WHAT TO DO: Report every line in the entries below that contains the word "Target", copying each such line in full.

DATA SUPPLIED start

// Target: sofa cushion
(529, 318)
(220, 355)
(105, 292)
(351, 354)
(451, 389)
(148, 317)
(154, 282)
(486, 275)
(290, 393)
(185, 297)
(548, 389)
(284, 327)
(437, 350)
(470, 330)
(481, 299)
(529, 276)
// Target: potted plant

DATA SUPPLIED end

EXERCISE RESULT:
// Target: sofa cushion
// Target: potted plant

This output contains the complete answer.